YOUR ASSIGNMENT: Extend the passage on the microscopic structure of animal tissues, picking up right after its final sentence.

EXCERPT TO READ:
Fig. [1] shows a specimen of epidermis taken from the skin of a frog, exhibiting the flattened cells which constitute that structure, and the oval or slightly elongated nuclei, of which each cell has one. In Fig. [32], a portion of a bat’s wing, the arrangement of the pigment is remarkably pretty. Immediately above, at Fig. [31], is some of the pigment taken from the back of the human eye-ball. The shape of the pigment cells is well shown. Similar specimens may easily be obtained from the back of a sheep’s eye which has been hardened in spirit, or from that of a boiled fish. Fig. [33] shows the pigment in the shell of the prawn.

On various parts of animal structures, such as the lining of internal cavities, the interior of the mouth, and other similar portions of the body, the cells are developed into a special form, which is called “Epithélium,” and which corresponds to the epidermis of the exterior surface of the body. The cells which form this substance are of different shapes, according to their locality. On the tongue, for example (for which see Fig. [11]), they are flattened, and exhibit their nucleus, in which the nucléolus may be discovered with a little care. Cells of this kind are rounded, as in the case just mentioned, or angular, and in either case they are termed squamous (i.e., scaly) epithelium. Sometimes they are like a number of cylinders, cones, or pyramids, ranged closely together, and are then called cylindrical epithelium. Sometimes the free ends of cylindrical epithelium are furnished with a number of vibrating filaments or cilia, and in this case the structure is called “ciliated” epithelium. Cylindrical epithelium may be found in the ducts of the glands which open into the intestines, as well as in the glands that secrete tears; and ciliated epithelium is seen largely in the windpipe, the interior of the nose, etc. A specimen taken from the nose is seen at Fig. [15]. A beautiful example of ciliated epithelium is to be found in the gills of the mussel. A portion of one of the yellowish bands which lie along the edge of the shell on the opening side is carefully removed with sharp scissors, and examined in the shell-liquor, being protected from pressure by placing a piece of paper beneath each end of the cover-glass. Such a preparation is shown in Plate IX. Fig. [39], but no drawing can give an idea of its wonderful beauty and interest. The cilia will continue to move for a long time after removal from the shell.

LISTED RECORDS:
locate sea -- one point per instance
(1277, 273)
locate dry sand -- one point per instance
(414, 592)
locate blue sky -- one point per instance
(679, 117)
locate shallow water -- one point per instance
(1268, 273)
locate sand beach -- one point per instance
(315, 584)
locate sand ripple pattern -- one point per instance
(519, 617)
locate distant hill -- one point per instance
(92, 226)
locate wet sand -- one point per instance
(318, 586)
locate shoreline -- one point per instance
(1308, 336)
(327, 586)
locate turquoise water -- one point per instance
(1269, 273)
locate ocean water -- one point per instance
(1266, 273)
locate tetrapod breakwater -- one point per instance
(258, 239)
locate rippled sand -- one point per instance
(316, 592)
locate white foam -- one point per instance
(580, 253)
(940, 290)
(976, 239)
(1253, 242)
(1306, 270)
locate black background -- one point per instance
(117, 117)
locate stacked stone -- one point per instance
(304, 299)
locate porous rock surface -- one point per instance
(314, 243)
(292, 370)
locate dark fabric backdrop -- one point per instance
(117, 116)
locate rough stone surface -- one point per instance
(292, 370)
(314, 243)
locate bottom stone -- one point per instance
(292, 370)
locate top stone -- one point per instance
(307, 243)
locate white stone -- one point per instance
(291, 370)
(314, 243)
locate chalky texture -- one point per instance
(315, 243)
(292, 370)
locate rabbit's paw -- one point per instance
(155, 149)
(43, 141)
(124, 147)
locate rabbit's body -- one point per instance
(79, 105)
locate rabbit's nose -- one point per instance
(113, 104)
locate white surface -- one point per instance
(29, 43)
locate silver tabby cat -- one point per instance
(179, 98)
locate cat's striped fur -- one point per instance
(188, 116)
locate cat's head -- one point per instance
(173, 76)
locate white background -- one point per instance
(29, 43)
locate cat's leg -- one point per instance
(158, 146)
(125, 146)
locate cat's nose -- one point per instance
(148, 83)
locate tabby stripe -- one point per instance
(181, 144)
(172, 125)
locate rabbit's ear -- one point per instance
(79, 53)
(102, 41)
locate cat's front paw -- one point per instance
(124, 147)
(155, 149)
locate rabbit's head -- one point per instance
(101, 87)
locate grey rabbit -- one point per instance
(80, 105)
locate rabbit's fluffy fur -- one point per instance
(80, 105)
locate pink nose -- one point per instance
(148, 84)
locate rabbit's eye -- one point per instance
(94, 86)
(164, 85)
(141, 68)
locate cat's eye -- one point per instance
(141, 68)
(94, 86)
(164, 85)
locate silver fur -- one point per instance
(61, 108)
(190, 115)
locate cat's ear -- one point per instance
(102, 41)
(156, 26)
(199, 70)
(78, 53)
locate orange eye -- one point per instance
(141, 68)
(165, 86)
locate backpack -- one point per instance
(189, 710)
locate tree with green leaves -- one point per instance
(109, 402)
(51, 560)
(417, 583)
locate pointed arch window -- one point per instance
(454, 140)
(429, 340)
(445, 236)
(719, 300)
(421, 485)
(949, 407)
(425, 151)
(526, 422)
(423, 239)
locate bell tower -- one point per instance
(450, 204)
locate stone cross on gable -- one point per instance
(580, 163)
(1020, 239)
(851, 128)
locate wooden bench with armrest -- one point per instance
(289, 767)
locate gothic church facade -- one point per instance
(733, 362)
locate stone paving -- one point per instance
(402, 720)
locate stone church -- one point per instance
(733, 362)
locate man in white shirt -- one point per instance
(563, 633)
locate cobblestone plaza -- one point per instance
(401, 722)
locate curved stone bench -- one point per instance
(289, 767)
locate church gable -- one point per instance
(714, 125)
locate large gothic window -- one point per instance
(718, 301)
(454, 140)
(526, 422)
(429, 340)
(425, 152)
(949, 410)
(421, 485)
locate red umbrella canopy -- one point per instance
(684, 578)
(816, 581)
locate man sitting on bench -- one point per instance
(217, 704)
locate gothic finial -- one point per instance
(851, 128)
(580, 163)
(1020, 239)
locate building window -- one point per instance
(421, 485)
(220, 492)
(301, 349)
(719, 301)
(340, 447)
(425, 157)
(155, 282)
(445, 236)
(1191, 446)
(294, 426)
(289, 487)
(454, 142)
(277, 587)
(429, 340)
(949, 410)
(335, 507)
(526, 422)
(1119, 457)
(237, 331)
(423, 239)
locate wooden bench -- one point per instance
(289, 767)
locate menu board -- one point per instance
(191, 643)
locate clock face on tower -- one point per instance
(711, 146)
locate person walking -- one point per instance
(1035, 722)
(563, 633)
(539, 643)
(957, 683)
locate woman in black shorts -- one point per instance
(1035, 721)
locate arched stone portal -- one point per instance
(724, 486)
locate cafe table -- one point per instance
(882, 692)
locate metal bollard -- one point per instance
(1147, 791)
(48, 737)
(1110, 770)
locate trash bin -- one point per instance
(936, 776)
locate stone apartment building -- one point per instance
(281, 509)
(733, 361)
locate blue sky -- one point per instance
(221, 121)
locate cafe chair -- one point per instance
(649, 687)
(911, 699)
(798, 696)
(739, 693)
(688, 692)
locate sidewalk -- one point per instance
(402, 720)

EXERCISE RESULT:
Bone in its various stages is figured on Plate X.

Fig. [9] is a good example of human bone, and is a thin transverse section taken from the thigh. When cut across, bone exhibits a whitish structure filled with little dottings that become more numerous towards the centre, and are almost invisible towards the circumference. In the centre of the bone there is a cavity, which contains marrow in the mammalia and air in the birds. When placed under a microscope, bone presents the appearance shown in the illustration.

The large aperture in the centre is one of innumerable tubes that run along the bone, and serve to allow a passage to the vessels which convey blood from one part of the bone to another. They are technically called Haversian canals, and if a longitudinal section be made they will be found running tolerably parallel, and communicating freely with each other. Around each Haversian canal may be seen a number of little black spots with lines radiating in all directions, and looking something like flattened insects. These are termed bone-cells or “lacúnæ,” and the little black lines are called “canalículi.” In the living state they contain cells which are concerned in the growth of the bone, and these may be made evident by softening fresh bone with acid, cutting sections of it, and staining. When viewed by transmitted light the lacunæ and canaliculi are black; but when seen by dark-field illumination the Haversian canals become black, and the lacunæ are white.